In the records below, reproduce everything from the line containing "Mark every instance of the man with beard" down to the line containing "[(204, 249)]", both ends included, and nothing else. Keep the requests unchanged and add 73 to every x and y coordinate in the answers.

### Listing:
━━━━━━

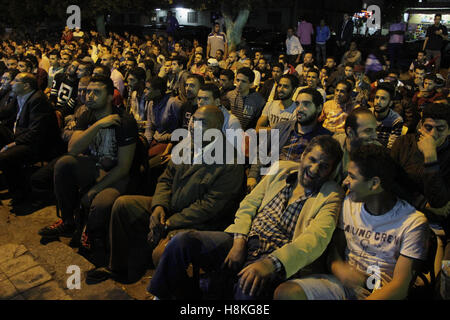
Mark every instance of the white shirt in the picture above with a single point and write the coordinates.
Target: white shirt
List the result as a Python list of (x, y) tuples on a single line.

━━━━━━

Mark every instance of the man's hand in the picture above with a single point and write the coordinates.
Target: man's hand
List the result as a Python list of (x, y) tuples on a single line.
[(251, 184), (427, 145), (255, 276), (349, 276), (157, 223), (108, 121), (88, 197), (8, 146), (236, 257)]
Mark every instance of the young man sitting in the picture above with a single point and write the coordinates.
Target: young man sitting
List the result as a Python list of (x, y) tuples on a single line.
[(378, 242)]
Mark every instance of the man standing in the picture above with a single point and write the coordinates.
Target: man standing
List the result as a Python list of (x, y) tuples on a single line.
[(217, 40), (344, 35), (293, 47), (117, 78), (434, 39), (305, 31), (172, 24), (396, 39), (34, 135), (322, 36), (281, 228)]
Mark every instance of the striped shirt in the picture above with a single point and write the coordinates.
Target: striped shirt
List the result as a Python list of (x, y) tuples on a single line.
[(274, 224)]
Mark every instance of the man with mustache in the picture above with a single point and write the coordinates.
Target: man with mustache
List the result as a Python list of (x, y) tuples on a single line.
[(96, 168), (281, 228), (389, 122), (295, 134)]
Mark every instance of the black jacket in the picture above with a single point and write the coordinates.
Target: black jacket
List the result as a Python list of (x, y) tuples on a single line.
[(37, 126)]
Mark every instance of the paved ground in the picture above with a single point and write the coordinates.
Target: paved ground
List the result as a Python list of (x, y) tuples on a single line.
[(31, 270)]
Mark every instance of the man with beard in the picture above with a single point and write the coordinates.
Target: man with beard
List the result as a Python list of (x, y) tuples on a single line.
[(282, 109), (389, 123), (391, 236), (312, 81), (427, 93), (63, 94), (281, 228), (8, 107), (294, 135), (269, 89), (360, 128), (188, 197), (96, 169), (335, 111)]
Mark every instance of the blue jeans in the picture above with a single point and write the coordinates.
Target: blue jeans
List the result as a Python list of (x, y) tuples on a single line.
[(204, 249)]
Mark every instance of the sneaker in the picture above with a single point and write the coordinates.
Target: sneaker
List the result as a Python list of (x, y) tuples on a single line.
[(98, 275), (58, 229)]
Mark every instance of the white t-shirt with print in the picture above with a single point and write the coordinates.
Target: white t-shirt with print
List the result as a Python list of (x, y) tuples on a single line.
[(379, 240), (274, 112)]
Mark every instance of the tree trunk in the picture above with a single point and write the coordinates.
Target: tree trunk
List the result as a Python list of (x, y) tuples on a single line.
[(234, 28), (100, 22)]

━━━━━━

### The reply:
Mark every instance of the man with beard in the picture above with a single point and write the coordinates.
Target: man with beard
List the result as a Python list of (x, y) tuples on a single line.
[(355, 182), (462, 196), (464, 309), (385, 154), (500, 166), (136, 167), (354, 301), (81, 180), (367, 208), (342, 162), (433, 201), (261, 270), (169, 242), (408, 184)]
Mark every instance of the blue jeans in the picture above with a single point and write the coordinates.
Target: blue jeans
List the result as a Python list of (x, y) tuples on a single line.
[(277, 322)]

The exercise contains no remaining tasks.